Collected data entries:
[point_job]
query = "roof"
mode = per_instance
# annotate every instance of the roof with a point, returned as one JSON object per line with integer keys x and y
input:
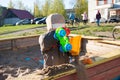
{"x": 22, "y": 14}
{"x": 114, "y": 9}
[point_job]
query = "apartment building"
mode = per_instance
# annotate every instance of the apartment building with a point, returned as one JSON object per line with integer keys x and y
{"x": 107, "y": 9}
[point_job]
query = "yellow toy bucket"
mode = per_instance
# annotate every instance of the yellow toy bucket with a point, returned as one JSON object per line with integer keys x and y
{"x": 75, "y": 41}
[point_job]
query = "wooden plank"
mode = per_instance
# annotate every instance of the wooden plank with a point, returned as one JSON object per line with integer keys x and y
{"x": 110, "y": 42}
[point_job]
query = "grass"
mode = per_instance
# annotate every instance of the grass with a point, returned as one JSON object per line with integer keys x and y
{"x": 87, "y": 30}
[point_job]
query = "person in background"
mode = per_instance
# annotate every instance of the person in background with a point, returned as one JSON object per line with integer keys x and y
{"x": 72, "y": 18}
{"x": 50, "y": 47}
{"x": 98, "y": 17}
{"x": 85, "y": 18}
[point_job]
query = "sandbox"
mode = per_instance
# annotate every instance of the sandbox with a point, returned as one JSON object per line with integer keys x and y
{"x": 26, "y": 63}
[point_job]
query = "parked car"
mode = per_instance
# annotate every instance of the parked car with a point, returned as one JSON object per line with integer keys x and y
{"x": 114, "y": 19}
{"x": 36, "y": 19}
{"x": 23, "y": 22}
{"x": 41, "y": 21}
{"x": 103, "y": 20}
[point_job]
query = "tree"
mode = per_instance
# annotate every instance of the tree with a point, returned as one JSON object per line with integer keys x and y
{"x": 57, "y": 6}
{"x": 46, "y": 8}
{"x": 36, "y": 10}
{"x": 10, "y": 4}
{"x": 20, "y": 5}
{"x": 80, "y": 7}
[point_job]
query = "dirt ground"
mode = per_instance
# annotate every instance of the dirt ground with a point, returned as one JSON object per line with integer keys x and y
{"x": 26, "y": 64}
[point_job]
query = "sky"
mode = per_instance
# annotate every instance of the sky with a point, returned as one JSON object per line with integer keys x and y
{"x": 29, "y": 3}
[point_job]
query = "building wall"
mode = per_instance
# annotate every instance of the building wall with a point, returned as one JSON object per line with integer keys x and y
{"x": 11, "y": 20}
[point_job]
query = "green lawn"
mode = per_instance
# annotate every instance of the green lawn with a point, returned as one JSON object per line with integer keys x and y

▶ **Instructions for the task**
Take every line from the data that includes the word "green".

▶ **Your solution**
query = "green lawn"
# annotate every instance of the green lawn with a point, returned as one JSON object per line with integer keys x and y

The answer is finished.